* [Material to process]:
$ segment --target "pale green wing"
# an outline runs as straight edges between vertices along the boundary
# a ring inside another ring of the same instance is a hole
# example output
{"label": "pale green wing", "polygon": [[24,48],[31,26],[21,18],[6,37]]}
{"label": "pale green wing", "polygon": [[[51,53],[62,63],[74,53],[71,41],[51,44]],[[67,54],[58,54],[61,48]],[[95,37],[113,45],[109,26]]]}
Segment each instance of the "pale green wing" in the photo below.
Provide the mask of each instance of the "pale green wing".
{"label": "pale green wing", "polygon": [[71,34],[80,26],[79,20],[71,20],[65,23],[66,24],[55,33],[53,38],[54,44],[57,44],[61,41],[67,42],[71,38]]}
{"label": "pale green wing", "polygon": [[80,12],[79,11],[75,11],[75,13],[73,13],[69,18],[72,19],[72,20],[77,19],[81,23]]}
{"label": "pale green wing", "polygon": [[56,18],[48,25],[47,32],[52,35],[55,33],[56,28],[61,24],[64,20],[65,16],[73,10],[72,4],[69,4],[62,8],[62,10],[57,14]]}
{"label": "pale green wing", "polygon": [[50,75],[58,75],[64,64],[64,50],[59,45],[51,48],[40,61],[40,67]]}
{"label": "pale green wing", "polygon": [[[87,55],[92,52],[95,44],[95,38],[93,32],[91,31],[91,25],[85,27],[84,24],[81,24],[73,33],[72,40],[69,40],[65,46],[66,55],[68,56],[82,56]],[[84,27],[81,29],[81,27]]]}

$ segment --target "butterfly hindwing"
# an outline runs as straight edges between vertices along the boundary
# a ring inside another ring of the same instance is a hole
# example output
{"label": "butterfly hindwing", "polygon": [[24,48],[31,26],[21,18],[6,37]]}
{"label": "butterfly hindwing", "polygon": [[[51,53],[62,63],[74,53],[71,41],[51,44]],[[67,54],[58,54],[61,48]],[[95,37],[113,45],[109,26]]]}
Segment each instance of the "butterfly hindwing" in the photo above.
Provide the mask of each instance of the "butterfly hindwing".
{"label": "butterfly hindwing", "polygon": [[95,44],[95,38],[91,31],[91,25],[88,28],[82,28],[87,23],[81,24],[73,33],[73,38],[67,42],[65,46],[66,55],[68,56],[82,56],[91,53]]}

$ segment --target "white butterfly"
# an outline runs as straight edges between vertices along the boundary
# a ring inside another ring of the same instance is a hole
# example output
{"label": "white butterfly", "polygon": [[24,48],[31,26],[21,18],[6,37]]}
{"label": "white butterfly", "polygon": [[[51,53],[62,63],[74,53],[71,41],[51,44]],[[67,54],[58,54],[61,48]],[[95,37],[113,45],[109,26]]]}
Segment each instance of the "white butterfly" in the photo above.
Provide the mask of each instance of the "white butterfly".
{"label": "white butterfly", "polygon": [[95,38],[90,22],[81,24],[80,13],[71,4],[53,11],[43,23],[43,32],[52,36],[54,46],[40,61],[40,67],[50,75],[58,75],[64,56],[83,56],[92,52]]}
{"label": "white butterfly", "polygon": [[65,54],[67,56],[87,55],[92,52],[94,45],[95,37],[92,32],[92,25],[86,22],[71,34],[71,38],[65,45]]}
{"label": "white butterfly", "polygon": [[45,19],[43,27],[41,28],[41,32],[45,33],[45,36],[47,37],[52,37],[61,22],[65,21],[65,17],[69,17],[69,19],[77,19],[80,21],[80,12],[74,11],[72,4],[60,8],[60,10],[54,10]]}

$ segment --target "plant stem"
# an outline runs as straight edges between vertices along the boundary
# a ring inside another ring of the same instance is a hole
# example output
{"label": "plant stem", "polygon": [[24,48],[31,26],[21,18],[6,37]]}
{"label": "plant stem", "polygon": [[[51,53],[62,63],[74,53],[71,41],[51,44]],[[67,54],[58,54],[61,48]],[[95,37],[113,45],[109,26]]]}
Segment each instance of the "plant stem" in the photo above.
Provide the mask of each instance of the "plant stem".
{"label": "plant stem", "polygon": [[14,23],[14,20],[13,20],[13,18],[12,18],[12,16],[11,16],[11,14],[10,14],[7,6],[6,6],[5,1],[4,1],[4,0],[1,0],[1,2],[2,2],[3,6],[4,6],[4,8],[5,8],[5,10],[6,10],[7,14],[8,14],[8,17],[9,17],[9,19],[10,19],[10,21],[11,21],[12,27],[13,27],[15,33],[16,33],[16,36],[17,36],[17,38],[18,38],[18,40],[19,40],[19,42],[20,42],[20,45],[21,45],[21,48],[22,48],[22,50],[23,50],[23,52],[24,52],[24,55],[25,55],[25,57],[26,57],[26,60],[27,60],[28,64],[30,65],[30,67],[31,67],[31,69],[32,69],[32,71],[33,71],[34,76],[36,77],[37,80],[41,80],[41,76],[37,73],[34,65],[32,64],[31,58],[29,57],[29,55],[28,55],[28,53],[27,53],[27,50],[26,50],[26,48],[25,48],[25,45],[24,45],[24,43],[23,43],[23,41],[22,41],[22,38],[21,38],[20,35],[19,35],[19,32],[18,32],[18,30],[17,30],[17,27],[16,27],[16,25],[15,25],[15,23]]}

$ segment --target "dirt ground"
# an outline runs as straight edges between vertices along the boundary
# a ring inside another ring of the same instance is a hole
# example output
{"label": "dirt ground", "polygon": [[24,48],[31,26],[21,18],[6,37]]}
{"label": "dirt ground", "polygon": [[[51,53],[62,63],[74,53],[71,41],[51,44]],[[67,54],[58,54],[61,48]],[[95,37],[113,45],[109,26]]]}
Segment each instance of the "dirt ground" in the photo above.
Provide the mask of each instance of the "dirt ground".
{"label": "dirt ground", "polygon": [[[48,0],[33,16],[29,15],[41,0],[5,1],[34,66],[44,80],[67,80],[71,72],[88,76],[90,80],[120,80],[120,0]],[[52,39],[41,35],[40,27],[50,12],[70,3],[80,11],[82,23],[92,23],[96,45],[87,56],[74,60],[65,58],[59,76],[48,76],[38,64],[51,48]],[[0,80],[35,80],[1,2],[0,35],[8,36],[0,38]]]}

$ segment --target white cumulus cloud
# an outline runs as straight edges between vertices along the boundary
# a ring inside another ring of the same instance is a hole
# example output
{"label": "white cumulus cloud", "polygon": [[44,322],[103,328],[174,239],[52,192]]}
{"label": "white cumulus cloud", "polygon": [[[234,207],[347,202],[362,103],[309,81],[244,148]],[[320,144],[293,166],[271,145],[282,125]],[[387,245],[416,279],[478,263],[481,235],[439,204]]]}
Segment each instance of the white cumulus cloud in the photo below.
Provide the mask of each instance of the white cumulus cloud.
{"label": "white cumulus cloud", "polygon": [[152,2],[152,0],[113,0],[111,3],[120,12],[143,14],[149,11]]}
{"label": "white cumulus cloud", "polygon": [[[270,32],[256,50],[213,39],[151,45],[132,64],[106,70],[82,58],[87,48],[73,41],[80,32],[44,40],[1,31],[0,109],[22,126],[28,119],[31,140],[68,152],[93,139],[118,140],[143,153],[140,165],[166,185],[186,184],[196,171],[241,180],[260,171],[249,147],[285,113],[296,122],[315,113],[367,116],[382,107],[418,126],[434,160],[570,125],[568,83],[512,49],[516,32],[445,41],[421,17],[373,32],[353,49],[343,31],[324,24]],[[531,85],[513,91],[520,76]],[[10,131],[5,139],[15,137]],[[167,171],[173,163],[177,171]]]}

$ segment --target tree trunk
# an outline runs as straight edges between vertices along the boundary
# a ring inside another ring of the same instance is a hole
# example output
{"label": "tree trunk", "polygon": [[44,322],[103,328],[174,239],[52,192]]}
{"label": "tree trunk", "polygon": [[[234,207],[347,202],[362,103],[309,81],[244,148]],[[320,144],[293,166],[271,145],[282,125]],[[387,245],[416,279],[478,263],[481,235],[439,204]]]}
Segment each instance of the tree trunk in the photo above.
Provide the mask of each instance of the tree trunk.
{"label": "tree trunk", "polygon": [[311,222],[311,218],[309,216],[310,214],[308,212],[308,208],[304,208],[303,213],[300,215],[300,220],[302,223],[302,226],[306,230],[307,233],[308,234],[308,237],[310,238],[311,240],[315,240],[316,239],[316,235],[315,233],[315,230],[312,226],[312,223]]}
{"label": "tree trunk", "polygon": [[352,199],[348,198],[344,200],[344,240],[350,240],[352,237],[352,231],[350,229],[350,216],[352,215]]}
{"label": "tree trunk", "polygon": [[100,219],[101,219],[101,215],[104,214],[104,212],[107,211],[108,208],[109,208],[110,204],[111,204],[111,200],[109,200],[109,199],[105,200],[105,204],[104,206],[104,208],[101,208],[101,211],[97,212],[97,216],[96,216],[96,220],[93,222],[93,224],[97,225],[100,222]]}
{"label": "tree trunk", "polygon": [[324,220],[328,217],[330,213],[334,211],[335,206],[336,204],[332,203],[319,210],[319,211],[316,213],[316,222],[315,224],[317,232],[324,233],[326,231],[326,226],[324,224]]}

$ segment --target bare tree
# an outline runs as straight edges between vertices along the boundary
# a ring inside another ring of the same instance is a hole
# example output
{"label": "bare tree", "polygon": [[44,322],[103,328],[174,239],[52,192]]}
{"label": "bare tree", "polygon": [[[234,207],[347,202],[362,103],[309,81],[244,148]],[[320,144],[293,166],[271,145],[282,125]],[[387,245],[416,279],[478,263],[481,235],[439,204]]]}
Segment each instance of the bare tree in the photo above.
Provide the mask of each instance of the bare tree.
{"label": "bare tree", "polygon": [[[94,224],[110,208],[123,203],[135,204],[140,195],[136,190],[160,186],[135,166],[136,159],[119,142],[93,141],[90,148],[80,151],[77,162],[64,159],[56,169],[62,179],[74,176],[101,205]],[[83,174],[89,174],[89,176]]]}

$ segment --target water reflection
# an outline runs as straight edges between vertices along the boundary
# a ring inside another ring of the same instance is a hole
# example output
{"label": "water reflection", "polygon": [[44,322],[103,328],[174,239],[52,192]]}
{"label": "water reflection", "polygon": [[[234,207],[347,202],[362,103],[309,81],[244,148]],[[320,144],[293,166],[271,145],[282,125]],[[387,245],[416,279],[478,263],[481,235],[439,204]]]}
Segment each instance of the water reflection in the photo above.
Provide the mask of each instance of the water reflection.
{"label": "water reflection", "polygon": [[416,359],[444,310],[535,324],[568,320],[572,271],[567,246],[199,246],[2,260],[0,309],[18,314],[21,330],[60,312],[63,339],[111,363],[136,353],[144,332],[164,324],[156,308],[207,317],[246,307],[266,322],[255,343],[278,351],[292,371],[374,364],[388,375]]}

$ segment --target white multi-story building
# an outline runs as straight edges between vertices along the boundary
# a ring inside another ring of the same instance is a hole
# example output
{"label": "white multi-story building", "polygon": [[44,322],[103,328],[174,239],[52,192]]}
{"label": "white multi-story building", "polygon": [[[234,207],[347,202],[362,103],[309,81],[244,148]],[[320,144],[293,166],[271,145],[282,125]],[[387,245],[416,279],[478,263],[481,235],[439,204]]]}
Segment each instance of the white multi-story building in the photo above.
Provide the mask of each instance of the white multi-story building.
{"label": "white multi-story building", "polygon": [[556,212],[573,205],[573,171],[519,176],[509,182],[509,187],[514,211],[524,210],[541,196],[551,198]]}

* [Exercise description]: Return exactly the lines from the line bearing "--target water reflection" to the end of the records, inclusive of both; include no other lines.

* [Output]:
$ segment --target water reflection
# an outline runs as straight edges between vertices along the boundary
# a ring inside another ring of the same instance is a hole
# example output
{"label": "water reflection", "polygon": [[44,322],[103,328],[174,239],[52,192]]}
{"label": "water reflection", "polygon": [[[234,207],[347,202],[362,103],[309,81],[244,148]],[[320,144],[293,166],[271,145],[282,125]],[[387,245],[416,279],[478,263],[481,235],[439,204]]]}
Segment each instance of the water reflection in the photo above.
Provide the mask of each instance of the water reflection.
{"label": "water reflection", "polygon": [[416,359],[444,310],[535,324],[568,320],[572,271],[567,246],[199,246],[2,260],[0,309],[18,314],[21,330],[60,312],[63,339],[111,363],[136,353],[144,332],[164,324],[156,308],[207,317],[246,307],[266,322],[255,343],[278,351],[292,371],[374,364],[388,375]]}

$ segment --target white multi-story building
# an outline runs as straight edges between vertices along the boundary
# a ring inside another ring of the same instance is a hole
# example output
{"label": "white multi-story building", "polygon": [[44,322],[103,328],[174,239],[52,192]]}
{"label": "white multi-story building", "polygon": [[[234,207],[347,202],[362,103],[309,81],[244,148]],[[320,144],[293,166],[271,145],[282,125]],[[387,245],[416,279],[478,263],[481,235],[439,204]]]}
Segment each instance of the white multi-story building in the photo above.
Provide the mask of each instance of the white multi-story building.
{"label": "white multi-story building", "polygon": [[556,212],[573,205],[573,171],[519,176],[509,182],[509,187],[514,211],[524,210],[541,196],[551,198]]}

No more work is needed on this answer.